+++ Given text
Aside from the competitive market dynamics, the availability of cheap natural gas, established infrastructure to deliver the low priced gas, and significant retirements of existing generation have created a unique opportunity to develop new generation in Ohio. And this outcome is not unique to Ohio, but is certainly more pronounced in the areas where shale gas development is underway. Pennsylvania, with its significant Marcellus resources, is also experiencing an uptick in natural gas fired generation to replace the retiring coal units.

At the same time, not all the news is good for natural gas in the Clean Power Plan world. Some environmental groups oppose the development of shales through the use of fracking, oppose injection wells for waste disposal, and/or are actively opposing pipeline projects that will move the gas from the well pad to the major pipelines and to market at the state and federal levels. These challenges to the development, use, and deployment of natural gas have the ability to set back the full use of natural gas in the world of energy generation. Given the technological limitations not yet resolved on the issue of intermittency, the need for stable, constant baseload power remains a critical need for managing the power grid. As set out under the Clean Power Plan, natural gas is the preferred alternative.
++++++
+++ Supplied information
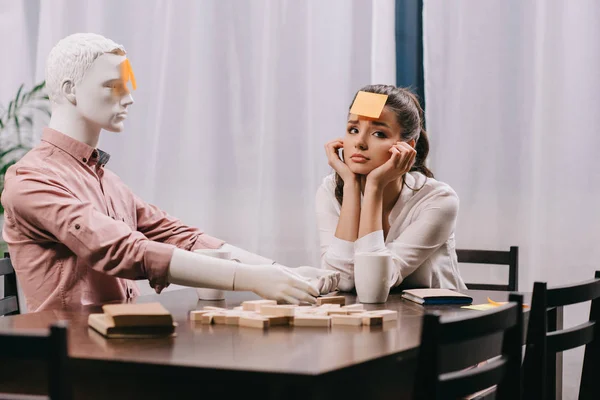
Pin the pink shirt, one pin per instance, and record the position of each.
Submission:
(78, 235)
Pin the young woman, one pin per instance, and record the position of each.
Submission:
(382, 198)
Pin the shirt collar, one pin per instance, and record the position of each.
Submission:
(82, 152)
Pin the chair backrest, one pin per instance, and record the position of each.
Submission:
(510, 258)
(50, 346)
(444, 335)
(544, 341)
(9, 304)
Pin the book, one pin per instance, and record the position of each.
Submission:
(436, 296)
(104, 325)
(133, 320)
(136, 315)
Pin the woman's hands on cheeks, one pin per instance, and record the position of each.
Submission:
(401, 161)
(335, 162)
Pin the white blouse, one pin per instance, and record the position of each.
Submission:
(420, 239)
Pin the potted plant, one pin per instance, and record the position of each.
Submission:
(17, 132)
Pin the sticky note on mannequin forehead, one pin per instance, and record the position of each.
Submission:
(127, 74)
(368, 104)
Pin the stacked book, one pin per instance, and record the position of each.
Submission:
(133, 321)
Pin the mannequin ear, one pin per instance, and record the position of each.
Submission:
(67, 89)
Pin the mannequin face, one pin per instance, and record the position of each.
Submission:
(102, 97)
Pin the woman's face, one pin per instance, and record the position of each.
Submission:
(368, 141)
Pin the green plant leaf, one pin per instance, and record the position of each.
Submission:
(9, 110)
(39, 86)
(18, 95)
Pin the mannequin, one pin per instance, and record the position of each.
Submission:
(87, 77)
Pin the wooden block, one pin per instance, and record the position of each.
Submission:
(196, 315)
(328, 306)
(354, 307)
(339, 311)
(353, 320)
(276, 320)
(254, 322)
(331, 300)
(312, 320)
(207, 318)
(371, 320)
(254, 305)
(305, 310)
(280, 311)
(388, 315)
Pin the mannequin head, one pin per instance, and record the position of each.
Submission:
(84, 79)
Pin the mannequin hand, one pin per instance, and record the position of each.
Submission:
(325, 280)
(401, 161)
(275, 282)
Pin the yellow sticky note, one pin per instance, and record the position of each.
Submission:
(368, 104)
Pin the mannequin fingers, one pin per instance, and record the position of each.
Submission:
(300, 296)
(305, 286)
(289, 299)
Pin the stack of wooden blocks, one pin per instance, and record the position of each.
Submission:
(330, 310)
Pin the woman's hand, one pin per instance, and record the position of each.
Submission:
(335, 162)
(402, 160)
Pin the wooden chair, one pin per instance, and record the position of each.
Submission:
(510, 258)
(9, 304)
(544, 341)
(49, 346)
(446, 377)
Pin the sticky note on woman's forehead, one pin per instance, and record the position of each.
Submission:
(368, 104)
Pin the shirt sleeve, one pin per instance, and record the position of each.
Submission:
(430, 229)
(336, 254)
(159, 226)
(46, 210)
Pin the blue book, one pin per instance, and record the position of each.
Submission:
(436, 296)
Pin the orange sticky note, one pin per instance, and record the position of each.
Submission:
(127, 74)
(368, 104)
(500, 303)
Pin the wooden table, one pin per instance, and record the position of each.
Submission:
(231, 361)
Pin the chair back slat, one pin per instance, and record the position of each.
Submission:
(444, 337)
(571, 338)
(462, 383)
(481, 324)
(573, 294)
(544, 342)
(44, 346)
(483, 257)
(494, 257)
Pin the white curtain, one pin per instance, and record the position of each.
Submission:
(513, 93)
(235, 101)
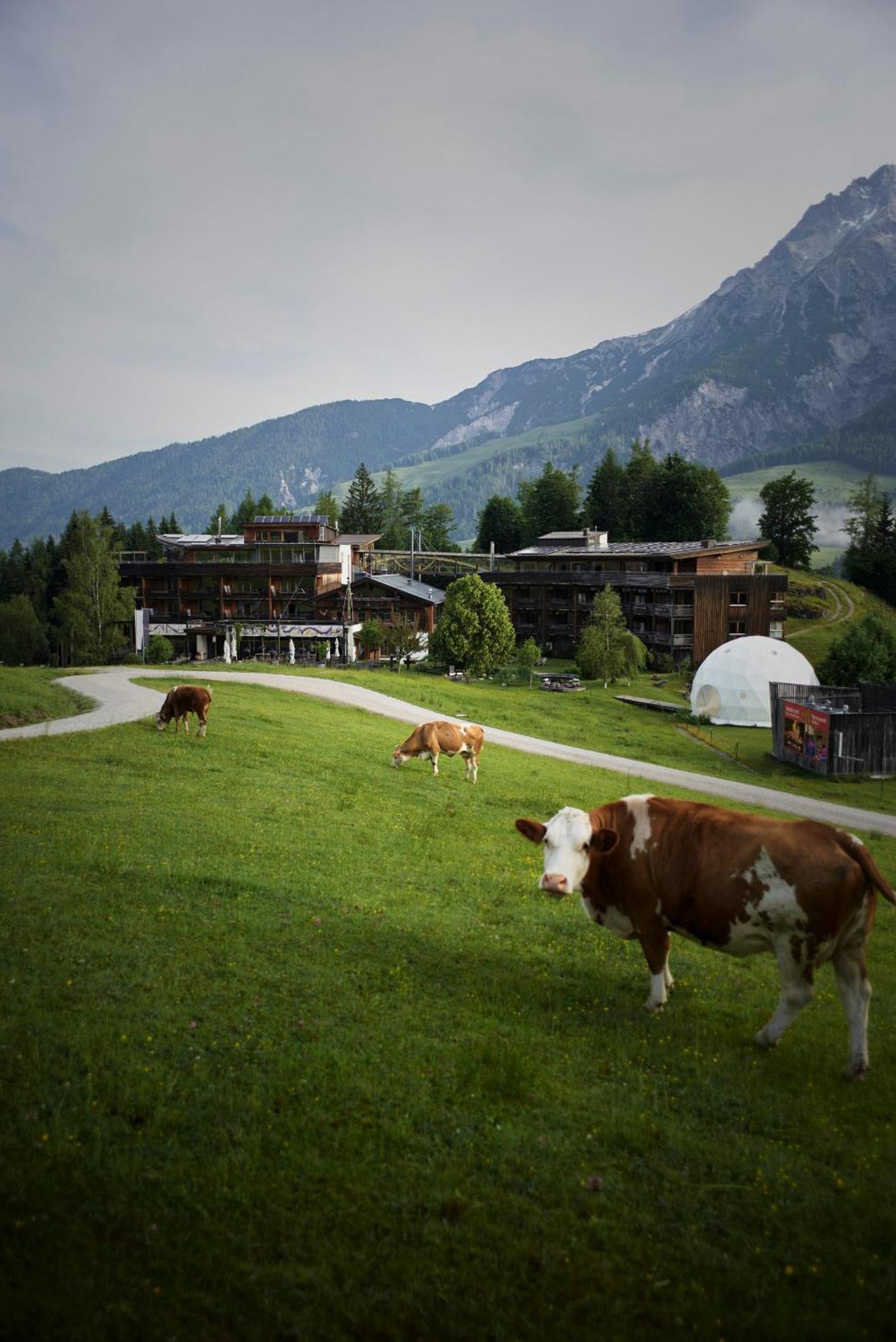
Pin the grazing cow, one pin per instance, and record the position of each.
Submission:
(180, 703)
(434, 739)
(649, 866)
++++++
**Written instruction 1:** List each thing that, according to the passage on natural gas and the Clean Power Plan, some environmental groups oppose.
**Written instruction 2:** In the passage on natural gas and the Clean Power Plan, which state with significant Marcellus resources is seeing more natural gas fired generation?
**Written instruction 3:** Write the next part of the passage on natural gas and the Clean Power Plan, picking up after its final sentence.

**Exercise output 1:**
- The development of shales through the use of fracking
- Injection wells for waste disposal
- Pipeline projects that will move the gas from the well pad to the major pipelines and to market

**Exercise output 2:** Pennsylvania.

**Exercise output 3:**
First, natural gas prices are driving the investment in new gas fired generation, and new generation is being constructed in Ohio and elsewhere. Current market prices and natural gas price forecasts indicate steady, low prices for the short- and medium- term. The Clean Power Plan’s clear preference for lower (and zero) emitting generation also provides support for the continued development of natural gas fired units.

Second, renewables are a preferred source of generation under the Clean Power Plan. Because wind and solar continue to wrestle with the issue of intermittency and storage solutions have not yet been developed to levelize supply and demand, natural gas fired units will continue to fill that role – natural gas units have the ability to quickly ramp up and down to balance supply to load demands thereby maintaining grid stability.

Finally, development of shale plays and the immense supply of natural gas that continues to come on line are the means natural gas generation will be available and cost effective to support the integration of renewables into the grid.